-- DATA TO EXAMINE --
╔══

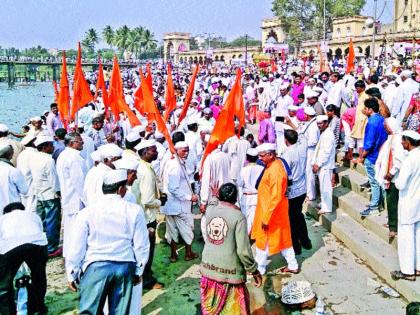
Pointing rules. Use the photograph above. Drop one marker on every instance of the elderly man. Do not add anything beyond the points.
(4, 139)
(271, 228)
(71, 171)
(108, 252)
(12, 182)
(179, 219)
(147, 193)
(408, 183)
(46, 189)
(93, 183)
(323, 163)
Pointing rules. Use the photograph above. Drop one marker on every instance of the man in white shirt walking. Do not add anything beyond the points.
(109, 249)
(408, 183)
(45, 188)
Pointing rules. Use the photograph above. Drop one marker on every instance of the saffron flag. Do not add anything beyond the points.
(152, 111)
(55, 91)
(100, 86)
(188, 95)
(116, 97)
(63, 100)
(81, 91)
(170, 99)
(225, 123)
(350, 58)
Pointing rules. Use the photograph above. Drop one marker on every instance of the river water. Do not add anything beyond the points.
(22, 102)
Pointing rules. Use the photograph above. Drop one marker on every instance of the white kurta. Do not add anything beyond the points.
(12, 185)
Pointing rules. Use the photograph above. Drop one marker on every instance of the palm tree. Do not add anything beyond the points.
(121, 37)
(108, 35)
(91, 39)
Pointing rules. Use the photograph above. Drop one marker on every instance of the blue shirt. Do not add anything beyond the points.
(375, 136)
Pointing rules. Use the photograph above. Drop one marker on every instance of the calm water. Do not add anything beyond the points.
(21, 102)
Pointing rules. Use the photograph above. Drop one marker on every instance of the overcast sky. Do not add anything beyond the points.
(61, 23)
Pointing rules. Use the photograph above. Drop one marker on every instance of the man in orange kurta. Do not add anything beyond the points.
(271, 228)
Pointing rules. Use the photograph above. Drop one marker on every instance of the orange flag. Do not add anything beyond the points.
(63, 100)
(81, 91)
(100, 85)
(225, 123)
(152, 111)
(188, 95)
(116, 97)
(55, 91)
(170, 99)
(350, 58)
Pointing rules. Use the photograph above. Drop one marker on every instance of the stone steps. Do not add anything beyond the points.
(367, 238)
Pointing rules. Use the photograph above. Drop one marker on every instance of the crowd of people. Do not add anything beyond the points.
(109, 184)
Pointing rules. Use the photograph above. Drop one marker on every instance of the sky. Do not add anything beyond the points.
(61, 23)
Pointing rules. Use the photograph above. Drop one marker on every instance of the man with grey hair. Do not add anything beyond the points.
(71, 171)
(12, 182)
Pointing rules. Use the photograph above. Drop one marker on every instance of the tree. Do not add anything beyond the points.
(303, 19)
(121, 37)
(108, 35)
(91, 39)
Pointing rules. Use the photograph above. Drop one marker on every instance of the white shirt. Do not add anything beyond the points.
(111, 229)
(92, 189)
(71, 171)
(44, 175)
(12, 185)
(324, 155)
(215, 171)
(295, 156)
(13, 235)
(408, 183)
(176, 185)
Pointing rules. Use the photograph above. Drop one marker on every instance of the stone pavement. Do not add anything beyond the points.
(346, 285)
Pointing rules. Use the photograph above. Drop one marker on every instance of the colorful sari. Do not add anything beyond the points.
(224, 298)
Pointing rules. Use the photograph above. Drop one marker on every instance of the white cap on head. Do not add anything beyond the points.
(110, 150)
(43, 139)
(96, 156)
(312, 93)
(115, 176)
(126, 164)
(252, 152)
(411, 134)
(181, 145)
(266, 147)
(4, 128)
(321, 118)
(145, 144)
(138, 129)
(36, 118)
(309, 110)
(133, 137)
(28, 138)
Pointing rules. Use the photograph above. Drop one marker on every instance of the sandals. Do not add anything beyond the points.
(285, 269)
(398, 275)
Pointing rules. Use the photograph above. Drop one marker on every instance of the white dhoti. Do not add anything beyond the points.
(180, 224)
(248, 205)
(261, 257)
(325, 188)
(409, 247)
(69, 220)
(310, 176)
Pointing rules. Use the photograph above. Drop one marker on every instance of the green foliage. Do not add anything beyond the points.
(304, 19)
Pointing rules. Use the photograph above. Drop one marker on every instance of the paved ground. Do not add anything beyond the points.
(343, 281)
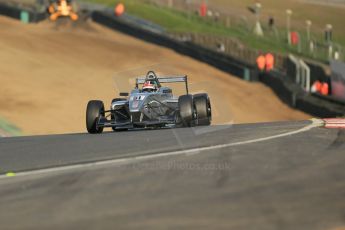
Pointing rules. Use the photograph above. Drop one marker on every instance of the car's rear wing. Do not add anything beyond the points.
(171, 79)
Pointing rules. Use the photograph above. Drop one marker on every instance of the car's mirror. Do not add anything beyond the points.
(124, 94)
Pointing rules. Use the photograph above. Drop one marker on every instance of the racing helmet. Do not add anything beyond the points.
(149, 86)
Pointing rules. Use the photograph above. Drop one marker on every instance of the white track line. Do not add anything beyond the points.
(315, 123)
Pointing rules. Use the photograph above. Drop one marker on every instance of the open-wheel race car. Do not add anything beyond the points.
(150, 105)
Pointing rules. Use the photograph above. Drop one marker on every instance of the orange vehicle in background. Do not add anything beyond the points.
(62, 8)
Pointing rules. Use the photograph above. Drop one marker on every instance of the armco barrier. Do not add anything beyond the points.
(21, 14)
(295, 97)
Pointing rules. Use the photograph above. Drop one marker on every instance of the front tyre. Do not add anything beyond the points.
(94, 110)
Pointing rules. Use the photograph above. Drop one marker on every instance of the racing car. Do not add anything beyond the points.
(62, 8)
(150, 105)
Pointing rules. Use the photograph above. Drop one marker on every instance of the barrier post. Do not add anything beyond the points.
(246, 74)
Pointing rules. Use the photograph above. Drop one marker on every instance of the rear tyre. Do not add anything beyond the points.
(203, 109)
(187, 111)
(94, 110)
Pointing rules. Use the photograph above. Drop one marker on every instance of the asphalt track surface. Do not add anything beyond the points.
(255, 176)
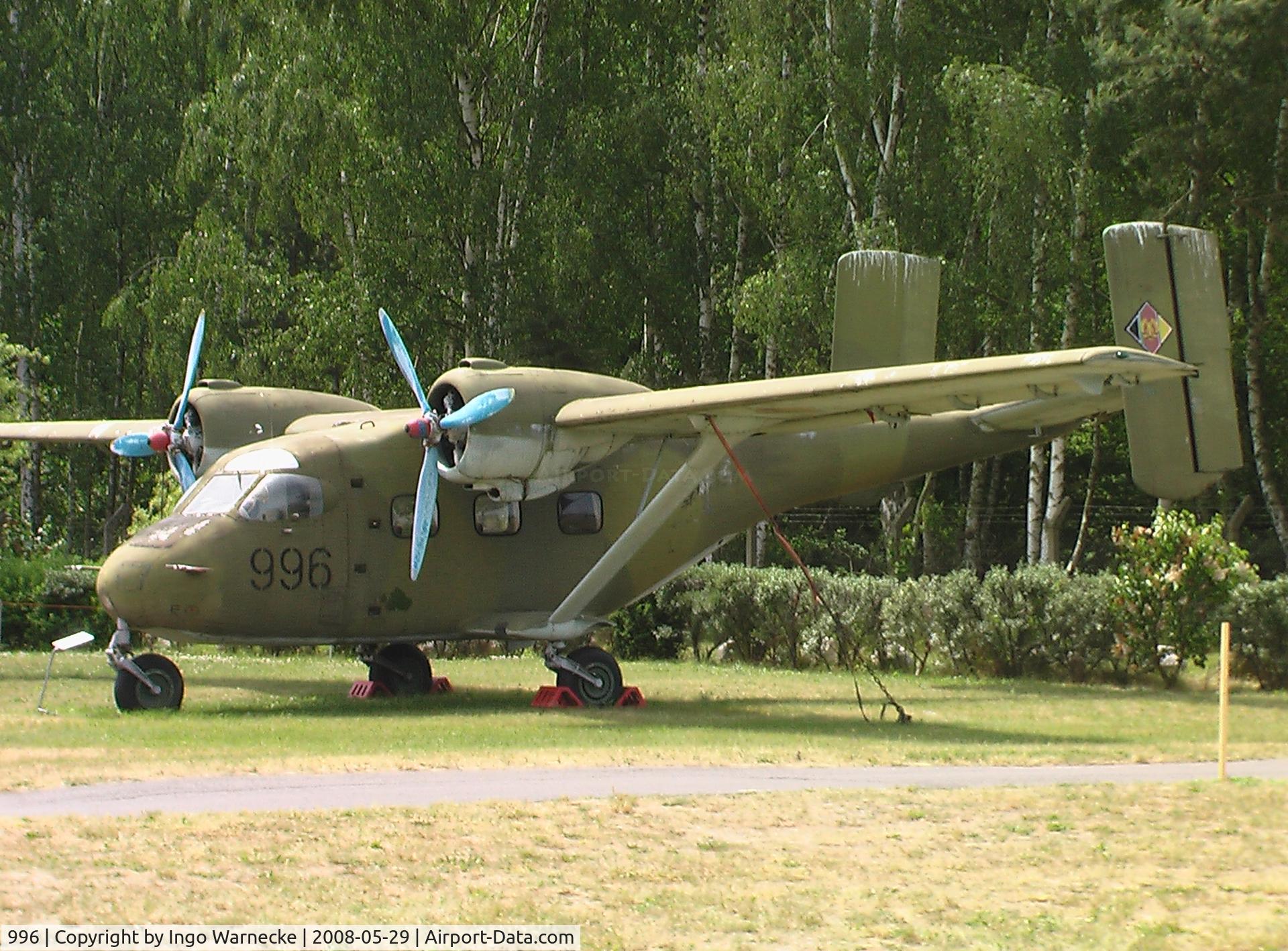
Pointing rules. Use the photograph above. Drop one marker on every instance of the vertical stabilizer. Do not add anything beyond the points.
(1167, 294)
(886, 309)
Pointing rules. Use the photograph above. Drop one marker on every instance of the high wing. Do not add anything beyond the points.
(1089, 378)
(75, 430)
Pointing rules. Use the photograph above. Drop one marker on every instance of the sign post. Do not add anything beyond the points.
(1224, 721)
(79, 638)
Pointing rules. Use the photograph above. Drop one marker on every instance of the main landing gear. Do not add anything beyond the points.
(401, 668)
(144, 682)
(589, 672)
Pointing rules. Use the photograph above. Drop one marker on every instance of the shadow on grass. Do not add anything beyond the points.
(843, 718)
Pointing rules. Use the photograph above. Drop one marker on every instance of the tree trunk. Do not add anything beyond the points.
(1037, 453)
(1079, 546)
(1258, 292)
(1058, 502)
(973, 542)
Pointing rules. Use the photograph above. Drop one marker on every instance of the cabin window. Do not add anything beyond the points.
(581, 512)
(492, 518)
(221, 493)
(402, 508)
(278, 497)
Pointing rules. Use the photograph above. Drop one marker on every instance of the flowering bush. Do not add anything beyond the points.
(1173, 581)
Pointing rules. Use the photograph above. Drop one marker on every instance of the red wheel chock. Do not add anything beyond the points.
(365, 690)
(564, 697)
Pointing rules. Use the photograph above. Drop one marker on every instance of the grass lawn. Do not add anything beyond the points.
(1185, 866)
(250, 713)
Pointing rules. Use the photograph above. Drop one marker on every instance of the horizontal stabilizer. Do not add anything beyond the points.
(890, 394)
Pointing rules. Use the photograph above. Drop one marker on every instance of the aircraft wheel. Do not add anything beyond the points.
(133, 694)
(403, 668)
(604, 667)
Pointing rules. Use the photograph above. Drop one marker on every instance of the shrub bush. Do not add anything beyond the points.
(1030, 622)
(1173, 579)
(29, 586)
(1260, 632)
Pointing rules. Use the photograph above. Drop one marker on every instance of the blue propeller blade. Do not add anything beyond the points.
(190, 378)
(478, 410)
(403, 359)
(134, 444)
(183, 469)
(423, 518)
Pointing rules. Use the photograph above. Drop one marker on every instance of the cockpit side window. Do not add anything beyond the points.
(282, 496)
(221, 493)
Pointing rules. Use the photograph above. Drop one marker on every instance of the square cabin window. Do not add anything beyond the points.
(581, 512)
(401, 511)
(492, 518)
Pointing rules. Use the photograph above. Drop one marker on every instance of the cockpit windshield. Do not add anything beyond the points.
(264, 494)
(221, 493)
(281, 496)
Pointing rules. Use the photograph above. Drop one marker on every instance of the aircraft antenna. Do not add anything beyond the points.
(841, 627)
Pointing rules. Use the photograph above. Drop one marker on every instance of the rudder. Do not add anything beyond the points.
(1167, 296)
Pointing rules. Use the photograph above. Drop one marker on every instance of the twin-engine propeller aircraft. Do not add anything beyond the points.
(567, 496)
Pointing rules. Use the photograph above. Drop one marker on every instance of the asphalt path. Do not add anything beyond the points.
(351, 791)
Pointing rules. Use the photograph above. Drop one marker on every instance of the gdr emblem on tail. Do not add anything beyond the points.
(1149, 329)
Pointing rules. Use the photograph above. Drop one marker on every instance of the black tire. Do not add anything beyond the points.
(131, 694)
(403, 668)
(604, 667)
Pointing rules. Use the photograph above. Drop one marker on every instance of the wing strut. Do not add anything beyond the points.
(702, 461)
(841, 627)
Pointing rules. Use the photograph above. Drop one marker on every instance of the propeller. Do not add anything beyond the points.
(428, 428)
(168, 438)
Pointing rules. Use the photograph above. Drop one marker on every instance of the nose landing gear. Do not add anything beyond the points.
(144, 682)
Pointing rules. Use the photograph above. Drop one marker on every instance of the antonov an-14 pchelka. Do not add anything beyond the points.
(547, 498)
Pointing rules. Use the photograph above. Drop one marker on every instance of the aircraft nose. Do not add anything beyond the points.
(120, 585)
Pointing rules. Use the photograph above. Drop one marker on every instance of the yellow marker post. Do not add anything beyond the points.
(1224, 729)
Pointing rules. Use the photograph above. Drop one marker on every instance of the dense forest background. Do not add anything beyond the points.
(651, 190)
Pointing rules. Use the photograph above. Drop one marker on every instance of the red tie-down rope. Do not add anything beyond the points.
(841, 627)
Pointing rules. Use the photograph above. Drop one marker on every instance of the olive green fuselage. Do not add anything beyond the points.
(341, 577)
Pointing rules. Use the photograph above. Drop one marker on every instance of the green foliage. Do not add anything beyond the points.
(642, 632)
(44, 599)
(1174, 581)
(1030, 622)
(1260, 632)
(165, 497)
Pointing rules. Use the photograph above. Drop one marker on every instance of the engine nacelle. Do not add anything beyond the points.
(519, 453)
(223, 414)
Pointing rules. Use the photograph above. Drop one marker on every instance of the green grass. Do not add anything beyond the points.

╚══

-- ASSIGNMENT --
Repeat only the lines running from the line that contains "nacelle. Do not add anything beyond the points." through the last line above, inclusive.

-- SOLUTION TO THIS EXERCISE --
Pointing rules. Use the photograph above. Drop one marker on every instance of the engine nacelle. Do not add anything beyond the points.
(519, 453)
(223, 414)
Pointing rules. Use the photograph above. Drop one marker on every instance of the green grass. Do not add anything beyond the points.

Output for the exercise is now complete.